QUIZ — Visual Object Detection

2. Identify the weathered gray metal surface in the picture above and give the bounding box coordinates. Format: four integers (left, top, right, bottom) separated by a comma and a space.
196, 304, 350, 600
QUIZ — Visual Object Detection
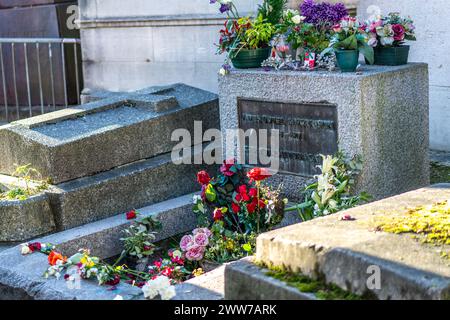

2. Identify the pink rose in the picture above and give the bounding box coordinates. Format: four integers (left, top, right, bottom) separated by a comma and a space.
392, 24, 405, 41
194, 233, 209, 247
180, 235, 194, 251
192, 228, 212, 238
186, 245, 205, 261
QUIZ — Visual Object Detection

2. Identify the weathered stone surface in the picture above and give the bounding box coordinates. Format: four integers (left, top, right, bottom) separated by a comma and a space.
225, 258, 316, 300
48, 149, 215, 230
219, 64, 429, 199
256, 184, 450, 299
0, 175, 55, 242
0, 84, 219, 184
172, 265, 225, 300
38, 194, 197, 258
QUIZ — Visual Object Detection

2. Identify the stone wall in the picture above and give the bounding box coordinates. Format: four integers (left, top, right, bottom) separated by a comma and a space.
358, 0, 450, 151
79, 0, 260, 92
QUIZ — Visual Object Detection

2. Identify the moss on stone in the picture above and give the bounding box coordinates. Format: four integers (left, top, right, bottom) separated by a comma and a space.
430, 162, 450, 184
259, 264, 364, 300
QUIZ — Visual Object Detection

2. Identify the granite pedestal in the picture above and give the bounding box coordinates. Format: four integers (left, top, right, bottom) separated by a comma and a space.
219, 63, 429, 199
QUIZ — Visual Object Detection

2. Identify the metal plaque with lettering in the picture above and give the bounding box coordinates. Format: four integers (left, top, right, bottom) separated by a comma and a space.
238, 99, 338, 176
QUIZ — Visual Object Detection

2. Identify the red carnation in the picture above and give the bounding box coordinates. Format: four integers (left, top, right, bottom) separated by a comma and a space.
126, 210, 137, 220
214, 208, 223, 221
220, 160, 234, 177
247, 202, 256, 213
197, 171, 211, 186
247, 168, 271, 181
248, 188, 258, 198
28, 242, 42, 252
105, 274, 120, 286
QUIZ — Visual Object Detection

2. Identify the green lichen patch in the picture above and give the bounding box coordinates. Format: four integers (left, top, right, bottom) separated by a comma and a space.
260, 265, 365, 300
430, 162, 450, 184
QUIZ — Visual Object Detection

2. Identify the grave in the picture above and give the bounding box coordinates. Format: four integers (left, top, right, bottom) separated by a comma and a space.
225, 184, 450, 300
0, 84, 219, 242
219, 63, 429, 199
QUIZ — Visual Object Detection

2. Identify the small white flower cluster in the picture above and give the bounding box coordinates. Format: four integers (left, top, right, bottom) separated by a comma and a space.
142, 276, 176, 300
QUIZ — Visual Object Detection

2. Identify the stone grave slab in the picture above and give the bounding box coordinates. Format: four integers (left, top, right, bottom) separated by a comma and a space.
0, 84, 219, 184
219, 63, 429, 199
256, 184, 450, 299
47, 149, 216, 230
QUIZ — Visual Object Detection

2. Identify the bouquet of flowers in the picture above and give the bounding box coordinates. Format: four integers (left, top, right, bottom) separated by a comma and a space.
367, 13, 416, 47
194, 160, 284, 233
322, 17, 374, 64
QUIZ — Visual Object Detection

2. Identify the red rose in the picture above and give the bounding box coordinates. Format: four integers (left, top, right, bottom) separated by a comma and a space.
220, 160, 234, 177
231, 202, 241, 213
197, 171, 211, 186
248, 188, 258, 198
238, 184, 247, 195
247, 168, 271, 181
259, 200, 266, 209
105, 274, 120, 286
28, 242, 41, 252
247, 202, 256, 213
392, 24, 405, 41
126, 210, 137, 220
213, 208, 223, 221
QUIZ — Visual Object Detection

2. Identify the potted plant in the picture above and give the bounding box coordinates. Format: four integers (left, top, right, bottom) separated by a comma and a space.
322, 17, 374, 72
213, 0, 278, 69
367, 13, 416, 66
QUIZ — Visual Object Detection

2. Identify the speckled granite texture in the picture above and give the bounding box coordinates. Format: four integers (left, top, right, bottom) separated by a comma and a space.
219, 63, 429, 199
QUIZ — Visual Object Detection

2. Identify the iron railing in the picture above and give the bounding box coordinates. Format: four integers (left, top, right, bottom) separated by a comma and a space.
0, 38, 83, 122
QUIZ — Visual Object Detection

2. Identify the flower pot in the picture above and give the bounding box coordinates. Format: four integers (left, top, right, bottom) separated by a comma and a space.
231, 47, 272, 69
336, 50, 359, 72
374, 46, 409, 66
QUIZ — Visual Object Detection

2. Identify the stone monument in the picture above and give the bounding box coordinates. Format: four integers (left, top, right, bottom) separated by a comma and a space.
219, 64, 429, 199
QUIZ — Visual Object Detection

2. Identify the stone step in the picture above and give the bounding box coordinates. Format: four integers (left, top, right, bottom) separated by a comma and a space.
0, 194, 197, 300
0, 84, 219, 184
256, 184, 450, 299
38, 194, 197, 259
172, 265, 226, 300
47, 149, 215, 230
224, 258, 316, 300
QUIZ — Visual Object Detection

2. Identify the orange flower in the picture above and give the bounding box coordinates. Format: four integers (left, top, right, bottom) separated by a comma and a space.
247, 168, 271, 181
48, 251, 67, 266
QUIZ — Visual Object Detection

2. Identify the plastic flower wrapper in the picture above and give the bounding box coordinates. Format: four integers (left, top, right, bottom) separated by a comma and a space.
142, 276, 176, 300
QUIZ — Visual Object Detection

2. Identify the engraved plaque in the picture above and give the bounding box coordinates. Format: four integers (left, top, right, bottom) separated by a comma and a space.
238, 99, 338, 176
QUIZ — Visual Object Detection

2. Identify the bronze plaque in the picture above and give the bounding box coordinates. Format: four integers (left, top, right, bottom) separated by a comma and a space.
238, 99, 338, 176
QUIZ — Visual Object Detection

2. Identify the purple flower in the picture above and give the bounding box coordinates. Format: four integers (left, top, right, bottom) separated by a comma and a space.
300, 0, 348, 26
219, 3, 231, 13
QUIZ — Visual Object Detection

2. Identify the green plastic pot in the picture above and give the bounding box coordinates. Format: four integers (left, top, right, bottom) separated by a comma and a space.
374, 46, 409, 66
336, 50, 359, 72
231, 47, 272, 69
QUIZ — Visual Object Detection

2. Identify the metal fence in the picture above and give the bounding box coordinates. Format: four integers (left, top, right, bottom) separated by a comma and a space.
0, 38, 83, 122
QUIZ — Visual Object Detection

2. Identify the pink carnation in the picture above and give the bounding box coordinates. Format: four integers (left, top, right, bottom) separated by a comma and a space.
180, 235, 194, 251
194, 233, 209, 247
192, 228, 212, 238
186, 245, 205, 261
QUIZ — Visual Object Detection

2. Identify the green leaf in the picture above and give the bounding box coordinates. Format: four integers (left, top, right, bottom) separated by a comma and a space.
358, 42, 375, 64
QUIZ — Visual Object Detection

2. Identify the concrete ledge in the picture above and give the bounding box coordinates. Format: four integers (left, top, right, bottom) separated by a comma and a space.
48, 149, 215, 230
257, 184, 450, 300
225, 258, 316, 300
37, 194, 197, 259
0, 84, 219, 184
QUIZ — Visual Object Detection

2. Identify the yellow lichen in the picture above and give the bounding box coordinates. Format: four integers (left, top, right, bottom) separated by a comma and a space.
375, 200, 450, 256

▶ [WHAT TO PRODUCE]:
Your task is to transcribe all of the records precisely, with no images included.

▶ [THE ANSWER]:
QUIZ — Visual Object Detection

2. Identify the weathered gray metal surface in the picture above and give the bounding box coordinates. Format: four integers (left, top, right, bottom) separated by a comma and a space.
196, 304, 350, 600
QUIZ — Visual Object Detection

2. Identify the pink rose in the picture above and give the bounding box coordinates. Format: four integers (left, top, right, bottom) separated by a comma and a space.
392, 24, 405, 41
194, 233, 209, 247
180, 235, 194, 251
192, 228, 212, 238
186, 245, 205, 261
QUIZ — Visual Object Detection

2. Identify the weathered stone surface in the picture above and give the bounding box coordinates. Format: four integers (left, top, right, bottom) separated by a comma and a space.
225, 258, 316, 300
48, 149, 215, 230
219, 64, 429, 199
256, 184, 450, 299
0, 175, 55, 242
0, 84, 219, 184
172, 265, 225, 300
38, 194, 197, 258
QUIZ — Visual Object Detection

2. Identify the stone wall in the picture above and give the bounding box coordinates. Format: four integers (left, top, right, bottom) separated by a comma and a space.
358, 0, 450, 151
79, 0, 260, 92
QUIZ — Visual Object Detection

2. Identify the moss on stone in the picture above and give the bounding box coordinates. Format: four integers (left, top, right, bottom) separated by a comma and a space.
430, 162, 450, 184
259, 264, 364, 300
QUIZ — Visual Object Detection

2. Identify the granite pedestal in the picture above and give the bounding box coordinates. Format: four integers (left, top, right, bottom) separated by a comma and a space.
219, 63, 429, 199
QUIZ — Visual Object Detection

2. Identify the metal plaque with lettering in the picture above and give the bounding box coordinates. Format: four integers (left, top, right, bottom) separated by a comma and a space.
238, 99, 338, 176
QUIZ — Visual Object Detection

2. Identify the red carnation in the picture above and give the bounding box coordinates. Format: four integers (left, top, right, bottom) separated by a comma and a space.
126, 210, 137, 220
214, 208, 223, 221
220, 160, 234, 177
247, 202, 256, 213
197, 171, 211, 186
247, 168, 271, 181
248, 188, 258, 198
28, 242, 42, 252
105, 274, 120, 286
QUIZ — Visual Object Detection

2. Identify the green lichen patch in the picture above and give the bounding box coordinates. Format: four integers (left, top, right, bottom) separated by a comma and a space.
260, 265, 365, 300
430, 162, 450, 184
QUIZ — Visual Object Detection

2. Identify the grave in the picture above and give the bounding box coordinates. Format: four integers (left, top, right, bottom) separated by a comma and a space.
225, 184, 450, 300
0, 84, 219, 242
219, 63, 429, 199
QUIZ — Visual Object Detection

2. Identify the small white flower cluster in the picture above and give the bounding box coordinates. Format: four integers (left, top, right, bottom) separated by a comma and a space.
142, 276, 176, 300
QUIZ — Visual Object Detection

2. Identify the stone grave slab in the picture above and give the bounding box coordinates. Format: four integers (left, top, right, bottom) separated by a comma and a space.
0, 84, 219, 184
219, 63, 429, 199
256, 184, 450, 299
47, 149, 216, 230
QUIZ — Visual Object Detection

2. Identify the bouquet of flowers in the picture above and give the bounding box coordinates. Format: four integers (left, top, right, bottom) separated by a comma and a space.
367, 13, 416, 47
194, 160, 284, 233
322, 17, 374, 64
QUIZ — Visual Object Detection

2. Identify the red rose in the picture above and give the bounding box coordinates. Format: four integers (left, top, right, bottom) separated by a comma and a space.
220, 160, 234, 177
231, 202, 241, 213
197, 171, 211, 186
248, 188, 258, 198
238, 184, 247, 195
247, 168, 271, 181
259, 200, 266, 209
105, 274, 120, 286
28, 242, 41, 252
247, 202, 256, 213
392, 24, 405, 41
126, 210, 137, 220
213, 208, 223, 221
QUIZ — Visual Object Detection

2. Identify the potted plant in the picture above and give the bounding box coordinates. Format: four integers (left, top, right, bottom) separated by a comma and a space.
322, 17, 374, 72
213, 0, 278, 69
367, 13, 416, 66
QUIZ — Visual Object Detection

2. Identify the speckled granite texture in the picture above and give the bounding box coordinates. Format: four integers (left, top, right, bottom) separated by a comma and a space.
219, 63, 429, 199
QUIZ — Visual Object Detection

2. Identify the iron railing in the picture above and give the bounding box coordinates. Format: four integers (left, top, right, bottom) separated by a comma and a space.
0, 38, 83, 122
QUIZ — Visual Object Detection

2. Identify the flower pot in the picture above and give the bounding box coordinates. Format: four integers (left, top, right, bottom) separated by a comma and a space.
231, 47, 272, 69
336, 50, 359, 72
374, 46, 409, 66
QUIZ — Visual Object Detection

2. Identify the stone monument in the picture above and give the bounding box coordinates. Format: four integers (left, top, right, bottom) separated by a comma and a space.
219, 64, 429, 199
QUIZ — Visual Object Detection

2. Identify the stone step in the picture above and give the bounding box coordinates. Format: four integers (left, top, right, bottom) separated by a comma and a space.
0, 194, 197, 300
0, 84, 219, 184
256, 184, 450, 299
38, 194, 197, 259
172, 265, 226, 300
47, 149, 215, 230
224, 258, 316, 300
QUIZ — Visual Object Detection

2. Identify the orange flower in the picture above and give the bounding box coordinates. Format: four integers (left, top, right, bottom) separated by a comma and a space.
247, 168, 271, 181
48, 251, 67, 266
QUIZ — Visual Object Detection

2. Identify the plastic flower wrapper in the picture above and give the bounding box coordinates. Format: four integers (left, top, right, bottom) separated by a comma and a space.
142, 276, 176, 300
QUIZ — Visual Object Detection

2. Identify the engraved plaque in the picture above and give the bounding box coordinates. Format: four integers (left, top, right, bottom) separated by a comma and a space.
238, 99, 338, 176
QUIZ — Visual Object Detection

2. Identify the bronze plaque in the picture above and give the bounding box coordinates. Format: four integers (left, top, right, bottom) separated by a comma and a space.
238, 99, 338, 176
QUIZ — Visual Object Detection

2. Identify the purple flower in the picture above and give the bounding box coordinates. Format: four integers (left, top, right, bottom) separated by a comma and a space.
300, 0, 348, 26
219, 3, 231, 13
QUIZ — Visual Object Detection

2. Identify the green plastic pot in the picture above and give the bounding box coordinates. Format: four integers (left, top, right, bottom) separated by a comma and a space.
374, 46, 409, 66
336, 50, 359, 72
231, 47, 272, 69
QUIZ — Visual Object Detection

2. Identify the metal fence in the picture above and give the bounding box coordinates. Format: four integers (left, top, right, bottom) separated by a comma and a space.
0, 38, 83, 122
QUIZ — Visual Object Detection

2. Identify the pink carnation in the picture above and give the bounding box coordinates. Format: four integers (left, top, right, bottom) separated by a comma and a space.
180, 235, 194, 251
194, 233, 209, 247
192, 228, 212, 238
186, 245, 205, 261
QUIZ — Visual Object Detection

2. Identify the green leaf in the picture above and give the bounding box coordinates. Format: four integers (left, top, right, bottom) separated by a comma and a space.
358, 42, 375, 64
QUIZ — Visual Object Detection

2. Identify the concrete ledge in the picture above and give the bounding box coordinates. Format: four integers (left, top, right, bottom) separated by a comma and a space.
48, 149, 215, 230
257, 184, 450, 300
225, 258, 316, 300
37, 194, 197, 259
0, 84, 219, 184
QUIZ — Visual Object Detection

2. Identify the yellow lichen in the picture above and give the bounding box coordinates. Format: four integers (left, top, right, bottom) separated by a comma and a space.
375, 200, 450, 256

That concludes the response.